- **Goal of the exercise**
Can you copy every one of the items below word for word, leaving out the pictures?

- **Data supplied**
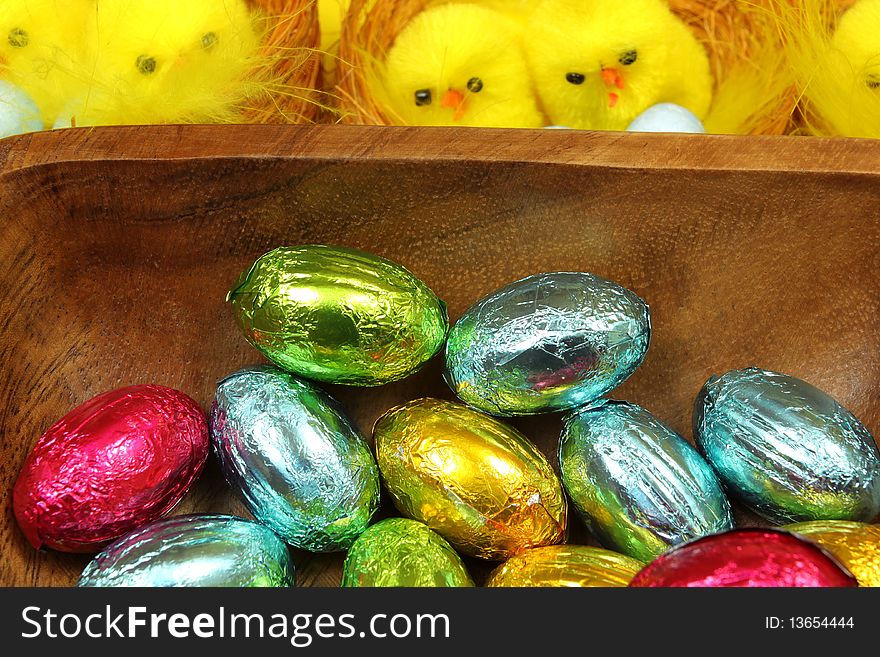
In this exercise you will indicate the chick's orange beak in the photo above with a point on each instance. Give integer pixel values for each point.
(454, 99)
(612, 77)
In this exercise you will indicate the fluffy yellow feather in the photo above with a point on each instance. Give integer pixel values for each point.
(597, 64)
(166, 61)
(41, 43)
(458, 64)
(837, 65)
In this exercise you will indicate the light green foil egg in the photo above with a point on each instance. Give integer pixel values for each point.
(398, 552)
(338, 315)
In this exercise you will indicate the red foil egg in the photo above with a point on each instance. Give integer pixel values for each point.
(118, 461)
(745, 558)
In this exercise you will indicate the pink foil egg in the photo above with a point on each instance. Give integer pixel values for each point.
(745, 558)
(120, 460)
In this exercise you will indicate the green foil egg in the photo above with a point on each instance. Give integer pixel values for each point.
(338, 315)
(399, 552)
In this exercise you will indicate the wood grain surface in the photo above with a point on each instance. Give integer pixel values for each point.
(118, 247)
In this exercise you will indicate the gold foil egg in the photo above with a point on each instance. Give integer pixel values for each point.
(855, 544)
(566, 566)
(474, 480)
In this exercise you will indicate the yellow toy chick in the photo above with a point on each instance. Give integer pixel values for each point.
(598, 64)
(835, 60)
(845, 87)
(459, 64)
(41, 45)
(166, 61)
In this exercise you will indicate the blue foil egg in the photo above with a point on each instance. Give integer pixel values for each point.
(639, 486)
(786, 449)
(547, 343)
(300, 465)
(201, 550)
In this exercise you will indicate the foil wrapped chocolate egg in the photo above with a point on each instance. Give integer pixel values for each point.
(639, 486)
(547, 343)
(399, 552)
(338, 315)
(566, 566)
(855, 544)
(118, 461)
(298, 462)
(198, 550)
(787, 450)
(474, 480)
(745, 558)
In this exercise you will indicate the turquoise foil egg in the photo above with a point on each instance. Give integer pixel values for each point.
(297, 461)
(787, 450)
(639, 486)
(200, 550)
(550, 342)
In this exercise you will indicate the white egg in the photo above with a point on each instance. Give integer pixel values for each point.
(18, 113)
(666, 117)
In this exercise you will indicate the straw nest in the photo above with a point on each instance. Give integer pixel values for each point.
(291, 48)
(733, 32)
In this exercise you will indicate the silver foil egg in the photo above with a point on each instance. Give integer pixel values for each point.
(547, 343)
(200, 550)
(298, 462)
(639, 486)
(786, 449)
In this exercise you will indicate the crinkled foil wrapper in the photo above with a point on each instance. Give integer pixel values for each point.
(639, 486)
(118, 461)
(477, 482)
(786, 449)
(546, 343)
(199, 550)
(750, 558)
(338, 315)
(566, 566)
(298, 462)
(855, 544)
(399, 552)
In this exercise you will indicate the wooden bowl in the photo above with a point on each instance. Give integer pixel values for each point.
(119, 245)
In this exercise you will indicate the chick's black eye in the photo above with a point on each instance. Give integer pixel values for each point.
(423, 97)
(18, 38)
(146, 65)
(629, 57)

- **Answer to the exercise**
In this exercise you will indicate the chick's orange beak in the photo above with a point on each instance. Give integer pixel values for each point.
(454, 99)
(612, 77)
In this exercise you will indicate the fluffy yellow feather in the photo above with a point on each instance. Give integer pixel values for each point.
(597, 64)
(166, 61)
(41, 43)
(458, 64)
(837, 65)
In this exercise you will indicate the light green foil egg in the photo above with a point on each instance. Give integer pixel values for each point.
(398, 552)
(338, 315)
In this exercise you will indicate the red foil egg in the photo above with a point on each instance. Give integer pixel values for each point.
(118, 461)
(745, 558)
In this exercise you will indicate the pink foil egg in the photo above with a point on each instance. Give integer pixel values for each point.
(745, 558)
(120, 460)
In this exercise you will indicate the green foil egg in the photo above with a point on each instance. Give integer pixel values for each point.
(338, 315)
(399, 552)
In this exercise you will indicate the wood grain surface in the photo above with a point on each instance. Give integer pixel values for each point.
(118, 247)
In this exercise you will indicate the gold foil egg in the photo above with a point on each instance. Give integer pixel values for each point.
(855, 544)
(566, 566)
(474, 480)
In this exercise you will indicate the yellow toy chick in the photo above with a point on each instance. Give integer pixel values for each point.
(598, 64)
(835, 60)
(845, 87)
(459, 64)
(41, 45)
(166, 61)
In this exercise you will indicate the blue foil egg in the photo above with a point on each instance. Give integer pixel values for each point.
(639, 486)
(786, 449)
(547, 343)
(300, 465)
(201, 550)
In this exercise you will indicate the foil wrapped chocolate egg in the photo above with a point on each instance. Give integer pixel values for each point.
(639, 486)
(547, 343)
(399, 552)
(338, 315)
(566, 566)
(855, 544)
(118, 461)
(298, 462)
(198, 550)
(787, 450)
(474, 480)
(745, 558)
In this exercise you will indicate the turquoise foil egg in the photo above with a point on each instance. Give integer pixel values for each point.
(297, 461)
(787, 450)
(639, 486)
(200, 550)
(550, 342)
In this exercise you will indicate the white egg in the photo above with a point on each instance. Give integer pixel values for each point.
(18, 113)
(666, 117)
In this exercise you will indicate the straw nest in the photo above with a point on each instance. Give integer pixel values for each point.
(291, 48)
(733, 32)
In this exercise you will indicate the silver foil egg in the photo above with a point on each instance. Give integer pixel values for each point.
(547, 343)
(200, 550)
(298, 462)
(639, 486)
(786, 449)
In this exercise you will indicate the crinkled foil wrapper in the photo above with a point on each instance. Give integer pixel values for each point.
(639, 486)
(118, 461)
(477, 482)
(786, 449)
(546, 343)
(199, 550)
(750, 558)
(338, 315)
(566, 566)
(298, 462)
(855, 544)
(399, 552)
In this exercise you will indicate the wooden bowl in the photo above with a point on each instance. Give integer pixel values for each point.
(119, 245)
In this exercise you will indicate the chick's black eye in the photo above with a point on each instance. Give integer pixel values for each point.
(423, 97)
(18, 38)
(146, 65)
(629, 57)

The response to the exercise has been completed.